═════ RECORDS SUPPLIED
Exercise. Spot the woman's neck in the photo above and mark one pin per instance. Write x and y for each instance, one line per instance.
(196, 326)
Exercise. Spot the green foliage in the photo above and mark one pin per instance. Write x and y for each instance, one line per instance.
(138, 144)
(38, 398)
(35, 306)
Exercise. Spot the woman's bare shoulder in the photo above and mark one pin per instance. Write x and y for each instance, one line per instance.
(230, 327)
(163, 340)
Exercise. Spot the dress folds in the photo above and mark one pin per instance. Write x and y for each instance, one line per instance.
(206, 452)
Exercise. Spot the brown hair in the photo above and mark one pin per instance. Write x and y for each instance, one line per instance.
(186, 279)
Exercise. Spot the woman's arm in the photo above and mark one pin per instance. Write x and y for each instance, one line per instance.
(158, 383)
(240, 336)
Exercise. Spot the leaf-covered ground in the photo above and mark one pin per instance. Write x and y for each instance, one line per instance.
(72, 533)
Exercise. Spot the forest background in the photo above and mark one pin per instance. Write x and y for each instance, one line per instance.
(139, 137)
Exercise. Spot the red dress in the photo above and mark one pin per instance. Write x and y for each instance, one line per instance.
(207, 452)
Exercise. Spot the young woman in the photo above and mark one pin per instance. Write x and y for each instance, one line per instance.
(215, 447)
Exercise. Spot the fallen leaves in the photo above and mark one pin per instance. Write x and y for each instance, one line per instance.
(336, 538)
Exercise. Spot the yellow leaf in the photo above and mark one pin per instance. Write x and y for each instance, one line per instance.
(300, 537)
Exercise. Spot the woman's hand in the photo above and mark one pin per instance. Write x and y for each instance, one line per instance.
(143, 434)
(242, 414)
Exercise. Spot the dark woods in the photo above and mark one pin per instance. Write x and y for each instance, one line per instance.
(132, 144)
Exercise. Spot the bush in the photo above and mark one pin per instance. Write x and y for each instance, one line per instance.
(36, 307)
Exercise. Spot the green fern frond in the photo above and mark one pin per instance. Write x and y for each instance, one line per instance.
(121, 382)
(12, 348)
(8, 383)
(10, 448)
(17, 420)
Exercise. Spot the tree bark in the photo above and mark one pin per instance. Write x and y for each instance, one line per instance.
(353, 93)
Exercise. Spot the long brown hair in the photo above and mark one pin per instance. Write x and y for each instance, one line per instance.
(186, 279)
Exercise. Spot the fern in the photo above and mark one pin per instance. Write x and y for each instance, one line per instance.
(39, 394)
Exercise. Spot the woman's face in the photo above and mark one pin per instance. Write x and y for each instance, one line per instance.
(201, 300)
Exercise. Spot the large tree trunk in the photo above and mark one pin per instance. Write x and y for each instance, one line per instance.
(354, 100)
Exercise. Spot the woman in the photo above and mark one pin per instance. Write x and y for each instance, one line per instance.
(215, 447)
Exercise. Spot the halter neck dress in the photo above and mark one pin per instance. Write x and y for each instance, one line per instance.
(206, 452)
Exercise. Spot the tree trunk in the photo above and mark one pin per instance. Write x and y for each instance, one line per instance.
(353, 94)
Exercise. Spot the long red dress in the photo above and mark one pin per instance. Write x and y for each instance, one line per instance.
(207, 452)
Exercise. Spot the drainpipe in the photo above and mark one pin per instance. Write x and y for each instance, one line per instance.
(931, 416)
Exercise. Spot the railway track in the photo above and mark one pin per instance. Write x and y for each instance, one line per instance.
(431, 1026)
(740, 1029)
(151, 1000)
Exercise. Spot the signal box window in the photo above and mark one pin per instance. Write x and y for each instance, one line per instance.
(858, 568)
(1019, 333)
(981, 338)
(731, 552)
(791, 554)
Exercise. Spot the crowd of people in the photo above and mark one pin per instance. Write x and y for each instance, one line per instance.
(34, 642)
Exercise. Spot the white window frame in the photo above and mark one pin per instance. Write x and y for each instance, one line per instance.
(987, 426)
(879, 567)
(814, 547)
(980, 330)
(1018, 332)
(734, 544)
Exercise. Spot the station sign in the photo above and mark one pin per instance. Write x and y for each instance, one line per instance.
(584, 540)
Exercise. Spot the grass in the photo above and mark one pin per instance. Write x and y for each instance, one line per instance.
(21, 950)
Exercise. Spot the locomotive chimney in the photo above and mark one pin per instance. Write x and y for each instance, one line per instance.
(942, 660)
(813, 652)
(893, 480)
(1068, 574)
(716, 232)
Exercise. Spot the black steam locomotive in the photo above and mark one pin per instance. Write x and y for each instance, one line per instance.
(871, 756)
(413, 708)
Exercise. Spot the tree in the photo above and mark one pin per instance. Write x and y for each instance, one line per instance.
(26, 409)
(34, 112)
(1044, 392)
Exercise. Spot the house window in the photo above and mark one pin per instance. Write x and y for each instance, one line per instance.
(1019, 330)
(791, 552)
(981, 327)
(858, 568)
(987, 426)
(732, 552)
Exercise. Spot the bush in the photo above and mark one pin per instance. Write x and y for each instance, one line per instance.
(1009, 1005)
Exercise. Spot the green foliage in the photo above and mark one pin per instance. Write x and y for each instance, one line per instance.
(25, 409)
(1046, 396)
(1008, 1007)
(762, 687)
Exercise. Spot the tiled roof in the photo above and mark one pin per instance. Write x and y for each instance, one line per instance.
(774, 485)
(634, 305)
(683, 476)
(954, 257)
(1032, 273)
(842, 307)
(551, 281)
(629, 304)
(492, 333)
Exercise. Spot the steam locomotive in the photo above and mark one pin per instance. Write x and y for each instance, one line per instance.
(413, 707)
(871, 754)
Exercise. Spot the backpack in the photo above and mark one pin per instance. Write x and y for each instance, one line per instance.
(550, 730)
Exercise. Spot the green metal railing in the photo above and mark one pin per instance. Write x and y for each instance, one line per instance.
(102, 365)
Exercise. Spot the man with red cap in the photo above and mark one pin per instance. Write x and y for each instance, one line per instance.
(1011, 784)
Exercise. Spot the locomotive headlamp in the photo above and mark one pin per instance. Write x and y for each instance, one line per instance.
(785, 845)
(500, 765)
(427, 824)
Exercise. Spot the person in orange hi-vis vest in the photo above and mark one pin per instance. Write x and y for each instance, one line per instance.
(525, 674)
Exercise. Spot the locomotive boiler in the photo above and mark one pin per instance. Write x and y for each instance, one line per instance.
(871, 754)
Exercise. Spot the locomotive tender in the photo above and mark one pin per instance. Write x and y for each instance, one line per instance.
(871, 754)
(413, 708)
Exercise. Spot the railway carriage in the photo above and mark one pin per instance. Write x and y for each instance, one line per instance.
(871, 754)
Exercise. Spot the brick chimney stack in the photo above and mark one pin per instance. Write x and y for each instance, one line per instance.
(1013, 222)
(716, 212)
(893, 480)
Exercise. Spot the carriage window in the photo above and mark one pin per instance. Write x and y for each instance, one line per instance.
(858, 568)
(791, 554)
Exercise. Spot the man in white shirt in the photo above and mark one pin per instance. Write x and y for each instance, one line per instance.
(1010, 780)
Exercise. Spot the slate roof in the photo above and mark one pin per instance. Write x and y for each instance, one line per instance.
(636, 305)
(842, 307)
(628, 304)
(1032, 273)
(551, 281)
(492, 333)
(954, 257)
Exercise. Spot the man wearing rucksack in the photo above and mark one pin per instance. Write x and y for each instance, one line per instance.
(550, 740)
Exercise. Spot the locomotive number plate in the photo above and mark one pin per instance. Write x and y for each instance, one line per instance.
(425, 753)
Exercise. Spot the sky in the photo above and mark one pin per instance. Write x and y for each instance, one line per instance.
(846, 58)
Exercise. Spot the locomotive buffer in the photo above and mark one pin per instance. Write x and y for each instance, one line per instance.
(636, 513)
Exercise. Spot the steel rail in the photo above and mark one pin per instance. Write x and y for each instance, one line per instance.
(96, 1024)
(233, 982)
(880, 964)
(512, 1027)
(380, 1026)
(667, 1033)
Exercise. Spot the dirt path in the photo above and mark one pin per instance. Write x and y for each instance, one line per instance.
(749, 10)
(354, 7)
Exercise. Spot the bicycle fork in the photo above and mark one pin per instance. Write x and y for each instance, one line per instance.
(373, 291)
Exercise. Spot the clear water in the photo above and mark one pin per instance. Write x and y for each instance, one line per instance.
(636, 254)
══════════
Return the lines of the records from the one containing "Exercise. Spot the woman's face" through the one containing "(151, 1000)", both included, reproducing each line exactly.

Exercise. Spot the woman's face in the photo above and mark one pin per instance. Write x and y for each instance, one line per instance.
(201, 300)
Exercise. Spot the large tree trunk in the photo above and mark one pin per instance. Write x and y for each instance, one line per instance.
(354, 100)
Exercise. Spot the woman in the photo above and mark one pin per instance. Write x and y for each instance, one line per instance.
(215, 447)
Exercise. Spot the halter neck dress in the photo above and mark one pin per instance. Write x and y for each instance, one line per instance.
(206, 452)
Exercise. Spot the tree trunk in the photo above and mark one pin per instance. Write x and y for each instance, one line per instance.
(353, 94)
Exercise. Spot the long red dress in the photo above and mark one pin per instance. Write x and y for each instance, one line per instance.
(207, 452)
Exercise. Spot the drainpipe in the photo above and mark one pin per instance. Write x and y for each instance, one line per instance.
(931, 416)
Exercise. Spot the railway track in the photo above and mark one pin per instance. Write x and y for each instance, one line per instance.
(431, 1026)
(740, 1029)
(151, 1000)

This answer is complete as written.